>> Begin PROVIDED DATA

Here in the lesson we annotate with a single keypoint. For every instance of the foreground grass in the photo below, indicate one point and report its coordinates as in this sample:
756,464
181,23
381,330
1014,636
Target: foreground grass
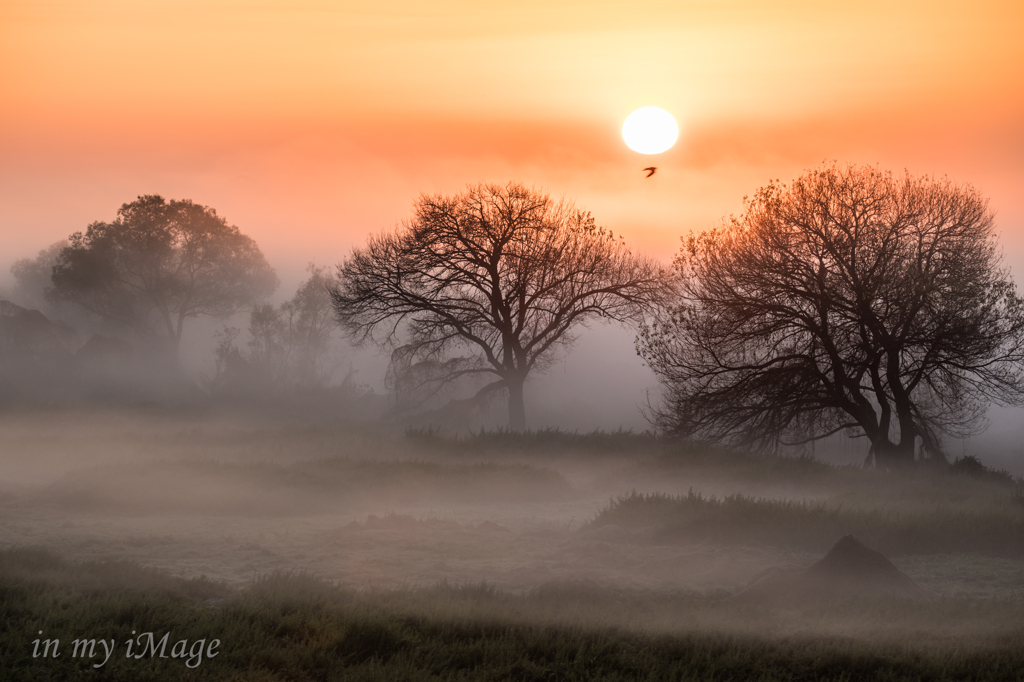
298,628
745,520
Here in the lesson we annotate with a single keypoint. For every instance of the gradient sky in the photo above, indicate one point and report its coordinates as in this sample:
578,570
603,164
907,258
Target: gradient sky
312,124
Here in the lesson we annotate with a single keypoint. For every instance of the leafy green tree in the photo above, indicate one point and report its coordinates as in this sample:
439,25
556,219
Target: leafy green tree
159,264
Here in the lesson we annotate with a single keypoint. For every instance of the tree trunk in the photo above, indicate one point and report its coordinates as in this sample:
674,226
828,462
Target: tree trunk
517,408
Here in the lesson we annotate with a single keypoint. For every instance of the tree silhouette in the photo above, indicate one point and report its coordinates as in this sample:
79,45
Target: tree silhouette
850,299
488,283
159,264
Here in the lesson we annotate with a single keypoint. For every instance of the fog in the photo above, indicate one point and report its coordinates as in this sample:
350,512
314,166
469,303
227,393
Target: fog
113,453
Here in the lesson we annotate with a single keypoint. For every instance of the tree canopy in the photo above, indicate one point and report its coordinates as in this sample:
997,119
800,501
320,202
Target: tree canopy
488,283
159,264
852,299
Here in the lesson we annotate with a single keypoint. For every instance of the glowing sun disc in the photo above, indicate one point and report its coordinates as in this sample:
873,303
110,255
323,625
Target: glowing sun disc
650,130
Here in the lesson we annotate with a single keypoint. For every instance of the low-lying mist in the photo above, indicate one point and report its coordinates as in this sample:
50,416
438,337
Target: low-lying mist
587,534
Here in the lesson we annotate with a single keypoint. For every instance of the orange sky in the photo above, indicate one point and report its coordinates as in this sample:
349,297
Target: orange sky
310,124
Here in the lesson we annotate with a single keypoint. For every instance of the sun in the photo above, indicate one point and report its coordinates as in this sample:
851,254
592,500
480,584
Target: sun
650,130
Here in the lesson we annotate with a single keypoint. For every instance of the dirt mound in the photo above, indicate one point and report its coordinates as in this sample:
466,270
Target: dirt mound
849,569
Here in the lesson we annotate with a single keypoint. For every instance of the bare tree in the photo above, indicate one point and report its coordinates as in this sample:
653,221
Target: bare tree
489,283
850,299
290,346
159,264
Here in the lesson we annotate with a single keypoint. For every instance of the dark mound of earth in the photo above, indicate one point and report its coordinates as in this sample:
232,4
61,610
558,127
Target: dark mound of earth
849,569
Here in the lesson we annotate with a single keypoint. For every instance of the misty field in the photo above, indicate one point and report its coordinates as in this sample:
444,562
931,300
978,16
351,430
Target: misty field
314,550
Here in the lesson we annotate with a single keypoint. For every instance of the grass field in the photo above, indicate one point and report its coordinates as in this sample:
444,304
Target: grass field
318,551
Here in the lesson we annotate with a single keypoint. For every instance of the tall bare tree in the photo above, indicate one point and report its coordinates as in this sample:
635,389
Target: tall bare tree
489,283
850,299
159,264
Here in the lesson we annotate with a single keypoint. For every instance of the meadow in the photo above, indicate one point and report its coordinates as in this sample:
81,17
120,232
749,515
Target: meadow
318,550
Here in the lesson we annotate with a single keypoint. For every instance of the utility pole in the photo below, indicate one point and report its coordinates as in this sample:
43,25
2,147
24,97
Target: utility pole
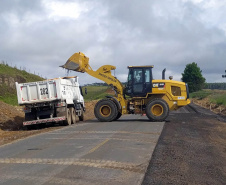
224,76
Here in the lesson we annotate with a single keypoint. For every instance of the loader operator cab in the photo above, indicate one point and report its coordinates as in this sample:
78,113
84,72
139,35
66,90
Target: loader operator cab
139,81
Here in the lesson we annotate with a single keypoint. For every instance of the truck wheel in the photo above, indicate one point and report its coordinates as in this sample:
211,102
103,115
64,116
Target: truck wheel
118,116
157,110
105,110
68,117
30,116
73,115
81,118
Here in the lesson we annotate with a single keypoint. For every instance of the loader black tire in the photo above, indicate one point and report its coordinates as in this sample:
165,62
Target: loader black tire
105,110
118,116
157,110
81,118
73,115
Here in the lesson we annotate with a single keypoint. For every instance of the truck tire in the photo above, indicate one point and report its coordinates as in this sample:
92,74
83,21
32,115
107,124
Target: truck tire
73,115
81,118
118,116
68,117
105,110
157,110
30,116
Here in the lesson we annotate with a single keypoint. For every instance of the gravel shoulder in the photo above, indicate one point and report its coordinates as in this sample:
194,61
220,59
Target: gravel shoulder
191,150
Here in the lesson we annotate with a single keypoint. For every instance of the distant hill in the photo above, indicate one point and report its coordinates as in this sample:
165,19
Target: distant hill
8,77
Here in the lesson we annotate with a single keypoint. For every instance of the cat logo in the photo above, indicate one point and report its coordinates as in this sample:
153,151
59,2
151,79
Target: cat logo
155,85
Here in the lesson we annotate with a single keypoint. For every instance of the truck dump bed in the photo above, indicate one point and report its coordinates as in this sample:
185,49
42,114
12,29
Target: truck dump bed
49,90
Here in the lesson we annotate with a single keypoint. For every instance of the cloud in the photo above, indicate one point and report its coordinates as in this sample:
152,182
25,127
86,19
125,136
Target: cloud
42,35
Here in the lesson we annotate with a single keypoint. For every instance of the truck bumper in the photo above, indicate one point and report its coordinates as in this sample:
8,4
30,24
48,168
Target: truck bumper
48,120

>> End PROVIDED DATA

Take the line with "of the distant" and all lines after it to the last line, and reproduce them exactly.

Here in the lesson we annotate with a single keypoint. For every instance of the distant hill in the photo above, indicate one point and report its coordinates as in this sample:
165,19
Target: distant hill
8,77
Here in the lesson we annotate with a single keypoint. For every instance of the cat logo in the photo above, indicate one point and report its coordinates as in this sample:
153,151
59,2
151,79
Target: cat logo
155,85
Here in the lesson we annotate with a single keypoint. For every instance of the truck dump bed in the photo above, indicate one point and report its coordinates as in this sample:
185,49
42,114
12,29
Target: truck dump bed
49,90
Here in the lesson we annotate with a single keypoint. For every instance of the cloud in the photo above, indicate one point and report its coordinates as in this sample:
152,182
25,127
86,19
125,136
Target: cloud
42,35
Here in the lesson we annotate with a single keypoint. For every instance of the truck bumper in the photo above, indicate one point and report its coordinates as in this sample:
8,4
30,24
48,168
Target: truck bumper
48,120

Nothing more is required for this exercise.